### TEXTE
↓↓↓

Par dernières conclusions notifiées par voie électronique le 12 janvier 2017, les sociétés MHCS, JAS Hennessy & C°, Polmos Zyrardow SP. ZO. O et Macdonald & Muir Limited demandent à la Cour de :
- infirmer le jugement déféré en toutes ses dispositions, sauf en ce qu'il a débouté l'appelante de sa demande reconventionnelle pour procédure abusive
- dire que les demandes de nullité et déchéance de l'appelante relatives aux marques des sociétés du groupe Moët Hennessy n°7020597, n°1318161, n°3786381, n°1082673, n°4035685, n°1509215, n°3282489, n°1273825, n°8601742, n°6490205, n°3428695 et n°92431630 sont irrecevables ou à tout le moins infondées ;
et statuant de nouveau, constater que l'appelante :
porte atteinte aux marques de renommée verbales communautaires Moët & Chandon n°515338, Veuve C. P. n°4099743 et Ruinart n°514638 détenues et exploitées par la société MHCS ; Hennesy n°4559241 détenue et exploitée par la société JAS Hennessy & C° ; et Glenmorangie n°85316 détenue et exploitée par la société Macdonald & Muir Limited ;
commet des actes parasitaires leur portant préjudice;
en conséquence, interdire à l'appelante et à son liquidateur, à quelque titre que ce soit et sur quelque support que ce soit, sous astreinte de 1 000euro par jour de retard à compter de la signification de l'arrêt à intervenir :
tout usage d'un signe identique ou similaire aux marques de renommée verbales communautaires Moët & Chandon n°515338, Veuve C. P. n°4099743 et Ruinart n°514638 détenues et exploitées par la société MHCS, Hennesy n°4559241 détenue et exploitée par la société JAS Hennessy & C° et Glenmorangie n°85316 détenue et exploitée par la société Macdonald & Muir Limited ;
toute exploitation des produits Moët & Chandon, Veuve C., Ruinart, Krug, Hennessy, Belvedere et Glenmorangie, constitutive d'actes de parasitisme ;
en tout état de cause :
- fixer le montant de la créance de la société MHCS au passif de la liquidation judiciaire de l'appelante, à la somme totale de 105 000 euro correspondant :
d'une part, l'indemnisation de son préjudice au titre de l'atteinte à ses marques de renommée, et subsidiairement d'agissements parasitaires, à hauteur de 75 000 euro ;
et, d'autre part, aux frais irrépétibles devant lui être remboursés sur le fondement de l'article 700 du Code de procédure civile à hauteur de 30 000 euro ;
- fixer le montant de la créance de la société JAS Hennessy & C° au passif de la liquidation judiciaire de l'appelante à la somme totale de 50 000 euro correspondant :
d'une part, l'indemnisation de son préjudice au titre de l'atteinte sa marque de renommée, et subsidiairement d'agissements parasitaires, à hauteur de 20 000euro
et, d'autre part, aux frais irrépétibles devant lui être remboursés sur le fondement de l'article 700 du Code de procédure civile à hauteur de 30 000 euro ;
- fixer le montant de la créance de la société Polmos Zyrardow SP ZO.O au passif de la liquidation judiciaire de l'appelante à la somme totale de 50 000euro correspondant :
d'une part, l'indemnisation de son préjudice au titre d'agissements parasitaires à hauteur de 20 000euro
et, d'autre part, aux frais irrépétibles devant lui être remboursés sur le fondement de l'article 700 du Code de procédure civile à hauteur de 30 000 euro ;
- fixer le montant de la créance de la société Macdonald & Muir Limited au passif de la liquidation judiciaire de l'appelante à la somme totale de 40 000euro correspondant :
d'une part, l'indemnisation de son préjudice au titre de l'atteinte sa marque de renommée, et subsidiairement d'agissements parasitaires, à hauteur de 10 000 euro
et, d'autre part, aux frais irrépétibles devant lui être remboursés sur le fondement de l'article 700 du Code de procédure civile à hauteur de 30 000 euro ;
- dire que les dépens seront employés en frais privilégiés de la procédure collective, et que les dépens d'appel pourront être directement recouvrés conformément aux dispositions de l'article 699 du Code de procédure civile.

↑↑↑

### CONSIGNE
Dans le texte ci-dessus, relevez les marques de renommée verbales communautaires auxquelles, selon les sociétés, l'appelante porte atteinte. Donnez chacune avec son numéro.

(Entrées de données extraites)
↓↓↓

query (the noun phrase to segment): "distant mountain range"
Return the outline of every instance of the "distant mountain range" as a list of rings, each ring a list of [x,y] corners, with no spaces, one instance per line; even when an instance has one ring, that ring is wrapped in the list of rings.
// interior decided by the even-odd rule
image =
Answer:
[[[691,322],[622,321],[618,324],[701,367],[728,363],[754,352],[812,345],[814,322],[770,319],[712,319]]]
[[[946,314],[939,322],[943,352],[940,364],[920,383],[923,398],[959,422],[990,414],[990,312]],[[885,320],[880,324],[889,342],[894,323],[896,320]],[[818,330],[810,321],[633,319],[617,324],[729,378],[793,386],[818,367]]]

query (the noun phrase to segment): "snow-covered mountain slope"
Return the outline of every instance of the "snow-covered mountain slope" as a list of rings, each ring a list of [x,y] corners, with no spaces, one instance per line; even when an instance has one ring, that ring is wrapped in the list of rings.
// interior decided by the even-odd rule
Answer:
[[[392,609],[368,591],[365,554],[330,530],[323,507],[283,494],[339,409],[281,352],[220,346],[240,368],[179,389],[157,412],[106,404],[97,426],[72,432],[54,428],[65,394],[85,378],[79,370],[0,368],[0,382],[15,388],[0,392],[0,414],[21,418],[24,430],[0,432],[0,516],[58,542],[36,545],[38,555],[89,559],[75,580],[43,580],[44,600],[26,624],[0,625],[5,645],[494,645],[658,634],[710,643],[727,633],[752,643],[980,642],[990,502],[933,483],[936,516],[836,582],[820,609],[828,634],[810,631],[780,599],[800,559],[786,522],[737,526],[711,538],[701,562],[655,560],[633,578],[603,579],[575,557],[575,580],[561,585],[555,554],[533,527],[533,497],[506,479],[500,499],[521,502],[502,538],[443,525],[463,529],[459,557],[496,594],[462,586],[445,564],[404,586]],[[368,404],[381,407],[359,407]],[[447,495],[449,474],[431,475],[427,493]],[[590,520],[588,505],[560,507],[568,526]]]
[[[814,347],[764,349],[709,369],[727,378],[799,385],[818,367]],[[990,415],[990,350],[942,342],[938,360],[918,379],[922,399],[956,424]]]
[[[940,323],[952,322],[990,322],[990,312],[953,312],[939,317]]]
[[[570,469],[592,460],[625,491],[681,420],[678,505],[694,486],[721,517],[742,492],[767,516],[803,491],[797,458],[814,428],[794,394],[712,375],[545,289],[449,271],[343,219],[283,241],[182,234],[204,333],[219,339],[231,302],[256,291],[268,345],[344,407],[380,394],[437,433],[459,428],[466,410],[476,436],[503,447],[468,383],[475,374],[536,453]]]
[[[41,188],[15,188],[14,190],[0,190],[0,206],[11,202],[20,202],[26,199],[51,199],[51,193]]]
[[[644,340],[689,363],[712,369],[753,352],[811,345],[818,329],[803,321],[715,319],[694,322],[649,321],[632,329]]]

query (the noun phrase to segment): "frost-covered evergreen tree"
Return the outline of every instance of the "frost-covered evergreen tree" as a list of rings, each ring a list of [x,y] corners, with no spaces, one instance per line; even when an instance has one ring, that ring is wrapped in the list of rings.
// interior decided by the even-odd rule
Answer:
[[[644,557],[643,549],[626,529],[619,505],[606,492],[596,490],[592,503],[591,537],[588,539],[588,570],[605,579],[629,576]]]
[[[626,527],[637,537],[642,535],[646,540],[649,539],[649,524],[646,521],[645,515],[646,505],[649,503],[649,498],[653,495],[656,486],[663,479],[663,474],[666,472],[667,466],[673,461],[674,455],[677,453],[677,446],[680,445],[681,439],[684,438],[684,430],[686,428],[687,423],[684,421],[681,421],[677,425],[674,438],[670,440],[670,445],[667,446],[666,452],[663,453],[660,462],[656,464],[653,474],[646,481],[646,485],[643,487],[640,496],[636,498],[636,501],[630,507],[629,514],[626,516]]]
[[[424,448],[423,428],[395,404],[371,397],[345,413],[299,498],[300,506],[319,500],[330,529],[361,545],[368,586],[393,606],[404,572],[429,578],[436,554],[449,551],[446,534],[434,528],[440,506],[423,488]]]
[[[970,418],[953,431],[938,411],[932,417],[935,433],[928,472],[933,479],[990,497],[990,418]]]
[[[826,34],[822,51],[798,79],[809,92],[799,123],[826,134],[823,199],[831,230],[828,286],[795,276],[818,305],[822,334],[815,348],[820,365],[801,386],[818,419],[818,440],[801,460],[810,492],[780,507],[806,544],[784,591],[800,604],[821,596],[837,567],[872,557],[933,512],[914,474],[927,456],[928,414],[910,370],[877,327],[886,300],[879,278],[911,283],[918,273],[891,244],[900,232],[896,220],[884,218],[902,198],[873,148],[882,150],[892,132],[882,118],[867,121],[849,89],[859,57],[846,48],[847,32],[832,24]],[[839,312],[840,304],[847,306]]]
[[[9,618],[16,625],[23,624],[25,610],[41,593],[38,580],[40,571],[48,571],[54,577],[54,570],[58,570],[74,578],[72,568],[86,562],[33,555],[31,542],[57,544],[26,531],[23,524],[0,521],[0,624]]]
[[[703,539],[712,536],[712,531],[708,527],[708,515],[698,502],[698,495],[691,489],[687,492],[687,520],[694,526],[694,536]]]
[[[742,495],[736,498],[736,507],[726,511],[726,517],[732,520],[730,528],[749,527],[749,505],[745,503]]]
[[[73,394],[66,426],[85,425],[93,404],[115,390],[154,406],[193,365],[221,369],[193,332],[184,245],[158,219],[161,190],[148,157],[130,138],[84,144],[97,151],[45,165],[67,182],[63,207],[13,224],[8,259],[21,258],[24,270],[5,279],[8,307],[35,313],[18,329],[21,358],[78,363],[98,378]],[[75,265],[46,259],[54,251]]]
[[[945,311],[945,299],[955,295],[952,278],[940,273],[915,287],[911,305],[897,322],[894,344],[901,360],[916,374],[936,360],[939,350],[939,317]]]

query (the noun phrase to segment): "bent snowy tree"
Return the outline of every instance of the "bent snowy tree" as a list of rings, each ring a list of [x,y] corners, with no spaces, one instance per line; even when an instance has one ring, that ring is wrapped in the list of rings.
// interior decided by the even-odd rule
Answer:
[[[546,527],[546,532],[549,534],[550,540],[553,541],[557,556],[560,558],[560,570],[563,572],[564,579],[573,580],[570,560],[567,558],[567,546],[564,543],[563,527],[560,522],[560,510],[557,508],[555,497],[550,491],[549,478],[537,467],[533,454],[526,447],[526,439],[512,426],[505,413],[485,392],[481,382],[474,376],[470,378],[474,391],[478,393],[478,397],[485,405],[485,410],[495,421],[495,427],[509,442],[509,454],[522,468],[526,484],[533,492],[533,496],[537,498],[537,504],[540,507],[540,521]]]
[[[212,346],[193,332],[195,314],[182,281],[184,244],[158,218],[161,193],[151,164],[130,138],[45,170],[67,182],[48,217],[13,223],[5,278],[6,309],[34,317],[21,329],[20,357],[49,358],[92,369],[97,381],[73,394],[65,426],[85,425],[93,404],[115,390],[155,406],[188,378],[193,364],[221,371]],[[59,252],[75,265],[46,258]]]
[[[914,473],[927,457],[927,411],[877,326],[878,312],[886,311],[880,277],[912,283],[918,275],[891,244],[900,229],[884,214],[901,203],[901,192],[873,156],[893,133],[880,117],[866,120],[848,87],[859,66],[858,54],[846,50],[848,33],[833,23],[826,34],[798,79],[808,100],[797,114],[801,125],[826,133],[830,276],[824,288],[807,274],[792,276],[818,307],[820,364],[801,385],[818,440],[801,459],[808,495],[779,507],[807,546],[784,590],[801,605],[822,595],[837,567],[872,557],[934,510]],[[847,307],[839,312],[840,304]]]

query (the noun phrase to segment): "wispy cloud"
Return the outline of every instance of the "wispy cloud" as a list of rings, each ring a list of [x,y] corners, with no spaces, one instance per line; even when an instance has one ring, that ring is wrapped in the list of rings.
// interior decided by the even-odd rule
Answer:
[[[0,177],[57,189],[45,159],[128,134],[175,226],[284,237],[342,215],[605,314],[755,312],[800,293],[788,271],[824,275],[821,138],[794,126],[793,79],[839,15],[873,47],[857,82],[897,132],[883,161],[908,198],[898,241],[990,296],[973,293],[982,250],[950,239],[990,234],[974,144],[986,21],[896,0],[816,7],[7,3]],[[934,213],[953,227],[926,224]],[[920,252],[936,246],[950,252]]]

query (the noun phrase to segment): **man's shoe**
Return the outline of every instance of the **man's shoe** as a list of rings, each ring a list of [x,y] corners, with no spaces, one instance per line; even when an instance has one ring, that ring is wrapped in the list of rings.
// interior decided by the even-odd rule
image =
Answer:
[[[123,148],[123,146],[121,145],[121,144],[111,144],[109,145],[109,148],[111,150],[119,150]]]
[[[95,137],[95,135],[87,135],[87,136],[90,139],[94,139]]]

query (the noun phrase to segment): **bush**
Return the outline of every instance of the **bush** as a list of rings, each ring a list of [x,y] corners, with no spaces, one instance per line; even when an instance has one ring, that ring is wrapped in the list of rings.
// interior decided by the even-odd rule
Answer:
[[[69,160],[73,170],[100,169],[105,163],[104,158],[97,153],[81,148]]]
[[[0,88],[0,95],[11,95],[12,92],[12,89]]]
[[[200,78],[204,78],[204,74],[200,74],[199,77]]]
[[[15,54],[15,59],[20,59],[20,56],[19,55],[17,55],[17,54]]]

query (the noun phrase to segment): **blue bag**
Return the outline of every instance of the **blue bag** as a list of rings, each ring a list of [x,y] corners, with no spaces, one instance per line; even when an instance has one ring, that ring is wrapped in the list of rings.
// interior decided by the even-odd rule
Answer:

↑↑↑

### RÉPONSE ATTENDUE
- Moët & Chandon n°515338
- Veuve C. P. n°4099743
- Ruinart n°514638
- Hennesy n°4559241
- Glenmorangie n°85316